Objective. In the passage on Chinese finance news, which firms has the online video platform iQIYI hired as its legal and financial advisors?

Passage.

□ □ □ □

The Chinese government has released the “Third Arrow,” the third and final prong of a three-part stimulus finance scheme, with China Securities Regulatory Commission – loosely China’s equivalent of the SEC – announcing five measures aimed at expanding equity financing for real estate companies. China Bond Insurance Co. Ltd. has largely increased the loan-to-value, or LTV, ratios for collateral posted by real estate developer issuers as a counter-guarantee for bond issuances. It also has accepted certain hotel assets as collateral, in an apparent move to expand the types of acceptable collateral.

Read Reorg’s coverage of China Real Estate HERE.

iQIYI

This Chinese online video platform has engaged Kirkland & Ellis and Houlihan Lokey as legal and financial advisors, respectively, to explore financial options.

□ □ □ □

Data lines.

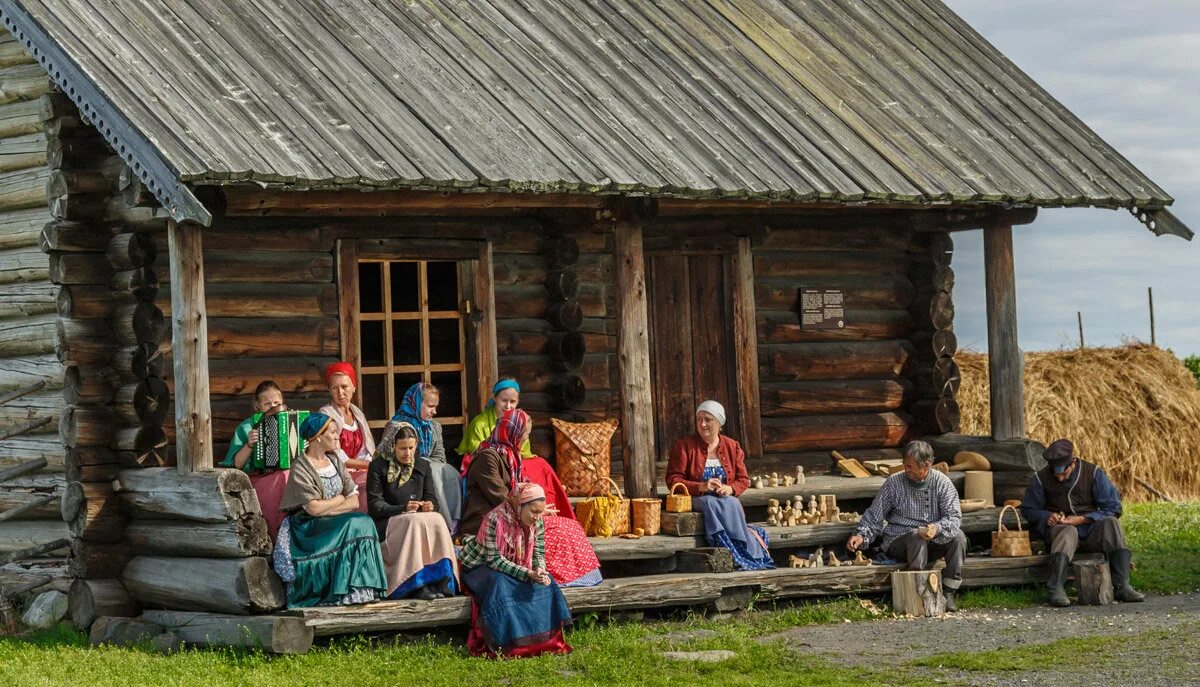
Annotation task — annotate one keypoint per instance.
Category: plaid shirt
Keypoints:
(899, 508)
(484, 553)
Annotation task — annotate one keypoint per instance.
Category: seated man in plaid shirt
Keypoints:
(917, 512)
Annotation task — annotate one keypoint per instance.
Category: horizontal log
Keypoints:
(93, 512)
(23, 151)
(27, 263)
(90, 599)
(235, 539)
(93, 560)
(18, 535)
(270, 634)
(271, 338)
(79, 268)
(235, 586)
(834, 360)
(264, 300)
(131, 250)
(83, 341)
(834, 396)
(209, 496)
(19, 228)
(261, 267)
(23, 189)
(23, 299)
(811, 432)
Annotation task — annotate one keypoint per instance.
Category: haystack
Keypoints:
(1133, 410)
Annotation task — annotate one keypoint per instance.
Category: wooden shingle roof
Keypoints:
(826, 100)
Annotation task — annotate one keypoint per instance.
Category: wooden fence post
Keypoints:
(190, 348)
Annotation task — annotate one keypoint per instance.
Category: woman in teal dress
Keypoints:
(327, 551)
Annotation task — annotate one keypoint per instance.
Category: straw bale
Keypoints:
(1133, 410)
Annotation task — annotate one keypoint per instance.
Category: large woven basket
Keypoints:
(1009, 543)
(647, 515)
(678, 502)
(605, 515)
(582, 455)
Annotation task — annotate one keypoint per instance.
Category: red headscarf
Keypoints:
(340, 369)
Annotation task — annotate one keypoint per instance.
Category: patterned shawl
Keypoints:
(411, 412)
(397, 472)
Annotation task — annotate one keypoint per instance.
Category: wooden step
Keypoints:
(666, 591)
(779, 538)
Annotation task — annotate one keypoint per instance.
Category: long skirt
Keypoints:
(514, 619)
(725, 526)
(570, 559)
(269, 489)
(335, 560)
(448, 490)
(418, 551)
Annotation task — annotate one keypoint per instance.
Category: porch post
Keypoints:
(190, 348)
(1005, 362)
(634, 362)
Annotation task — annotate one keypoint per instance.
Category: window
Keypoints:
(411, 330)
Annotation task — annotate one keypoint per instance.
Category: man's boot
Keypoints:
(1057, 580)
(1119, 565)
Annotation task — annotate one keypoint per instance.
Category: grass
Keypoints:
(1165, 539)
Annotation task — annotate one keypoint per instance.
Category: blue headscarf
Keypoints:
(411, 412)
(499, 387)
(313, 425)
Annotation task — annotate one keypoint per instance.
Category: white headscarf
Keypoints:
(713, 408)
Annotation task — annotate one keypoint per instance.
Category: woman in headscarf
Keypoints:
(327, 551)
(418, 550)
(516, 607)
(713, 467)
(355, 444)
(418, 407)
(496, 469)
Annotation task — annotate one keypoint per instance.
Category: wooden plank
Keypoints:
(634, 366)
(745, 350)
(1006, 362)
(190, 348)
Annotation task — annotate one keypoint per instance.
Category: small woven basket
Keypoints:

□ □ □ □

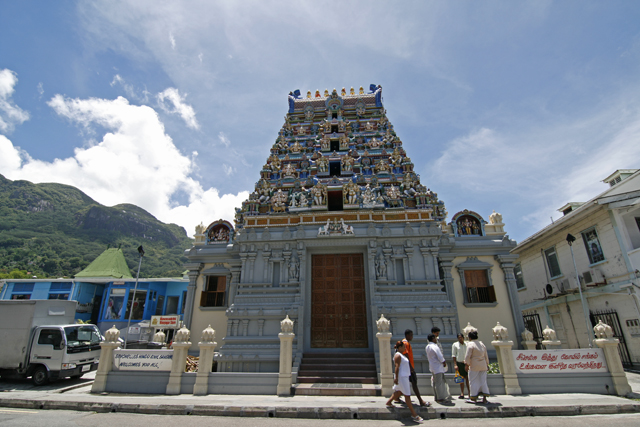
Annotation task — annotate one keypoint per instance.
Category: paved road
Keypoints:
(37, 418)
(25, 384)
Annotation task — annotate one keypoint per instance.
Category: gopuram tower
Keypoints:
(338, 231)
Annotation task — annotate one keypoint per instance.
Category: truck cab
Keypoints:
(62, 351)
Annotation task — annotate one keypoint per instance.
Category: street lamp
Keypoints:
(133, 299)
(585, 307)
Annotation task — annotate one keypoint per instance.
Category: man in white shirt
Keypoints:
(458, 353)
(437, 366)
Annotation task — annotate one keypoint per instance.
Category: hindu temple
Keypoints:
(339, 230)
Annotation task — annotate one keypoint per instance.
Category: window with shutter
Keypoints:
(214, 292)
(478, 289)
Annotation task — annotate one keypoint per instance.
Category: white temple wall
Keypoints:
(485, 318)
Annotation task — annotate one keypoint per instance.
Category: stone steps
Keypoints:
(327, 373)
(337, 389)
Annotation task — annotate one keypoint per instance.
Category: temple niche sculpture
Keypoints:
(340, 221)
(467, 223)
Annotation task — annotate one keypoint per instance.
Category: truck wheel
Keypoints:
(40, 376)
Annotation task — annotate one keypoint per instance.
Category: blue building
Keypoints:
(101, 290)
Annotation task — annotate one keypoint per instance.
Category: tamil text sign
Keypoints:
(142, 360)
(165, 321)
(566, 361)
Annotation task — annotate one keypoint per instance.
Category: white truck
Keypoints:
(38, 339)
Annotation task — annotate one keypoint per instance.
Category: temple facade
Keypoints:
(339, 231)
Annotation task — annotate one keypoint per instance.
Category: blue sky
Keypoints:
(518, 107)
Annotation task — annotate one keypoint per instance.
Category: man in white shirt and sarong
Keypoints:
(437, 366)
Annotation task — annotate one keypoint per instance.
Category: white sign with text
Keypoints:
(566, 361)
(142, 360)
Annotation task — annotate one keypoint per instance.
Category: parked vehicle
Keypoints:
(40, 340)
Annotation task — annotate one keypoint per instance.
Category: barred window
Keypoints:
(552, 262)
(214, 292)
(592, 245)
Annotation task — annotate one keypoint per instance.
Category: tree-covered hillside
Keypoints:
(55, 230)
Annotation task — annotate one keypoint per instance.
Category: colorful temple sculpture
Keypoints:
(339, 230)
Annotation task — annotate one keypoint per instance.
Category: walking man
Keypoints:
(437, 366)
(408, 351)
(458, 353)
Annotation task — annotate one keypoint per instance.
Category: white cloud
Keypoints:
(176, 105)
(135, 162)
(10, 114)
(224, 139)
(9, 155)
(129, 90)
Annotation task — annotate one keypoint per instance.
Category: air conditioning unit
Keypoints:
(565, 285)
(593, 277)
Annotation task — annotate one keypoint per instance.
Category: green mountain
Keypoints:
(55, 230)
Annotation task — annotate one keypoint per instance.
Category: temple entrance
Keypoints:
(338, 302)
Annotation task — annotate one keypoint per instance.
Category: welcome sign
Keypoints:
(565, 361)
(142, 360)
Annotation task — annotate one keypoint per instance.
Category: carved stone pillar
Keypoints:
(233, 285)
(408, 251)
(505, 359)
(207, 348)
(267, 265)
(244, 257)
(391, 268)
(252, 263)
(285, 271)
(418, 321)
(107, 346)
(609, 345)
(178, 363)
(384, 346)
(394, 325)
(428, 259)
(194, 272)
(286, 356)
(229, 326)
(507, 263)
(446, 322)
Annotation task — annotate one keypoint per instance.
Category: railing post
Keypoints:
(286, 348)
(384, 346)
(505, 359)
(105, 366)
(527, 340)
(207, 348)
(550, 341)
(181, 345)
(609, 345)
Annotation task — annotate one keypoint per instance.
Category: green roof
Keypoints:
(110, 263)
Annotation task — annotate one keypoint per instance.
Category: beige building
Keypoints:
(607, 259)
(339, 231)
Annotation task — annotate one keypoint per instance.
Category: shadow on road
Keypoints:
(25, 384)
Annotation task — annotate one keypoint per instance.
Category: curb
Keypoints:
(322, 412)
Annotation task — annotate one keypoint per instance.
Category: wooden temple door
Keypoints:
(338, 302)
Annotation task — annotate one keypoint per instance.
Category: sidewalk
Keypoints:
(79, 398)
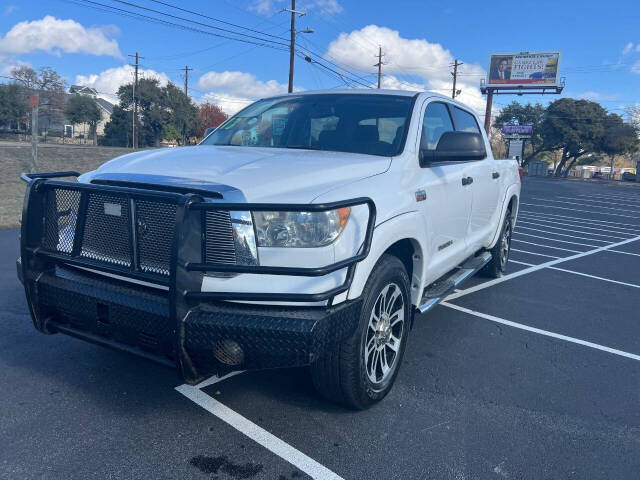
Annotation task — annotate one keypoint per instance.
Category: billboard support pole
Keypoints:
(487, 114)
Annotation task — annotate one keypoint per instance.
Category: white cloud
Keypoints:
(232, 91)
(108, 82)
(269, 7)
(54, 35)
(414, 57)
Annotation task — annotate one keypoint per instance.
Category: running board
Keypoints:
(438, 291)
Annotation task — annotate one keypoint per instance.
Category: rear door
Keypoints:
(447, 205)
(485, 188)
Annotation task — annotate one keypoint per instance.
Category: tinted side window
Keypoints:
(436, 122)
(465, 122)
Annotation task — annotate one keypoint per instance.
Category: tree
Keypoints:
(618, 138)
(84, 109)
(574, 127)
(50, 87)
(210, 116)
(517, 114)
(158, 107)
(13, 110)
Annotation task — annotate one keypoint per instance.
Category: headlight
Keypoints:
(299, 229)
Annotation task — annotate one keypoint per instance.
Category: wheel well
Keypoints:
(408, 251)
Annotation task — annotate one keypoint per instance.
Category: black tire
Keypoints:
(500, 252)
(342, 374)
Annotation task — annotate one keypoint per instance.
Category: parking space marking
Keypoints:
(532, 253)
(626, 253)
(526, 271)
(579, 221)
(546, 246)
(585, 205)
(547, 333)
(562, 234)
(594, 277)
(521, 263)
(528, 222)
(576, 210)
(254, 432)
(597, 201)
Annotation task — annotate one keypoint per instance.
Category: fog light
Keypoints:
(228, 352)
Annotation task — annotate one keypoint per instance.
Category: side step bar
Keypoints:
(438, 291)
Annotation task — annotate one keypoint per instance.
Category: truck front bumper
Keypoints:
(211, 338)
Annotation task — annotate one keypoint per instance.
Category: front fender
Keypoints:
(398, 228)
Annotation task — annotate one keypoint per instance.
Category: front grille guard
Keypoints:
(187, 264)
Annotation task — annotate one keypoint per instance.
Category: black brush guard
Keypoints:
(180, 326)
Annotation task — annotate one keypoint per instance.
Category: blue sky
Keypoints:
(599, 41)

□ □ □ □

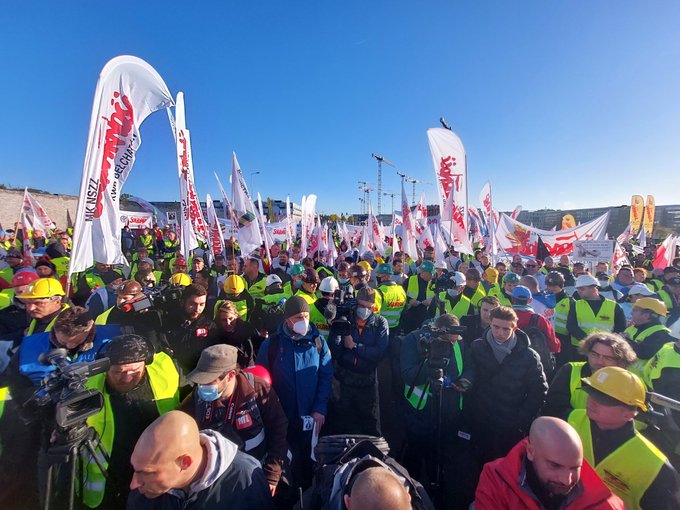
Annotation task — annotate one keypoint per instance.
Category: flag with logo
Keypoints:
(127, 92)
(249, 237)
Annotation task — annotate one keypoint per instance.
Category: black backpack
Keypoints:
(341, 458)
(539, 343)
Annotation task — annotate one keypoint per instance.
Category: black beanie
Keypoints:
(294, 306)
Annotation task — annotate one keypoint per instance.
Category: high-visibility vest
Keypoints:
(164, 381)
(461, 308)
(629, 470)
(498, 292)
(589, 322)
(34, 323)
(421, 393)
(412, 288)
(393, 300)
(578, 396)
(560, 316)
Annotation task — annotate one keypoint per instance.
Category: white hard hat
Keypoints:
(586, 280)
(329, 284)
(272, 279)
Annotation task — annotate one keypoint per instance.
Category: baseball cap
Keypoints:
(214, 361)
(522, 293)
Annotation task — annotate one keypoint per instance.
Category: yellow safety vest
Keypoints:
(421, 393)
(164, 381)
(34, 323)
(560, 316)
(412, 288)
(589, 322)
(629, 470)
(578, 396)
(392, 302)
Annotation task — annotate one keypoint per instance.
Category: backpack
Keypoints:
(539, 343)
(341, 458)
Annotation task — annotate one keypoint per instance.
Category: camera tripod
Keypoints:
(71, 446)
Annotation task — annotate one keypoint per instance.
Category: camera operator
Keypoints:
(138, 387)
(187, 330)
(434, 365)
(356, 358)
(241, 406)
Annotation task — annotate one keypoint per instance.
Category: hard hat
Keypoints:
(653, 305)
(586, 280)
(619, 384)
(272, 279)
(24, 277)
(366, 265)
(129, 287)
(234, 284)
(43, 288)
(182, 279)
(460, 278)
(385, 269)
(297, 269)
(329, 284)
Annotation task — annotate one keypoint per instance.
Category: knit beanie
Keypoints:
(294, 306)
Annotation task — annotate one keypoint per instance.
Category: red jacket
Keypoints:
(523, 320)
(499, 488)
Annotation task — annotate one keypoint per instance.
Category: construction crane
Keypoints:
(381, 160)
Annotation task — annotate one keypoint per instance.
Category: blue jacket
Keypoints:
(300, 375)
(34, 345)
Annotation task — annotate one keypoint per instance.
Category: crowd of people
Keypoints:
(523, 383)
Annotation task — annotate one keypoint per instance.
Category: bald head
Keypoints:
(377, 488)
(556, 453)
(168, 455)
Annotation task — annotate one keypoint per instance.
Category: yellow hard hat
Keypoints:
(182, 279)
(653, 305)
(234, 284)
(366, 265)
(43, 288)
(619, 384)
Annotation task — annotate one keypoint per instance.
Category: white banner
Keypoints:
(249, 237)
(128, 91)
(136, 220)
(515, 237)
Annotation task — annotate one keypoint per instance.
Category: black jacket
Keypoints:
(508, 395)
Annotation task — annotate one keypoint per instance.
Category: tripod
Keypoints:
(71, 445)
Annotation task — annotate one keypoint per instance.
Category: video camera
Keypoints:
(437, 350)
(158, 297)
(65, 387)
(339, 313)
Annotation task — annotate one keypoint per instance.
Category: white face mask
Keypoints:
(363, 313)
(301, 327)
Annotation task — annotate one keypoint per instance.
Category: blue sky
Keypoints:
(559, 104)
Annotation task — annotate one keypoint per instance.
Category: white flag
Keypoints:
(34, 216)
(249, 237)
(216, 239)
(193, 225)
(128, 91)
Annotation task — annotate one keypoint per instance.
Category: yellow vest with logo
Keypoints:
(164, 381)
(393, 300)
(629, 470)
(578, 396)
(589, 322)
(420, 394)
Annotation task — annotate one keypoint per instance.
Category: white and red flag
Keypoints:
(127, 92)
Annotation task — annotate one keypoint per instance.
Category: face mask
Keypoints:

□ □ □ □

Complete response. Kirkland & Ellis is its legal advisor and Houlihan Lokey its financial advisor.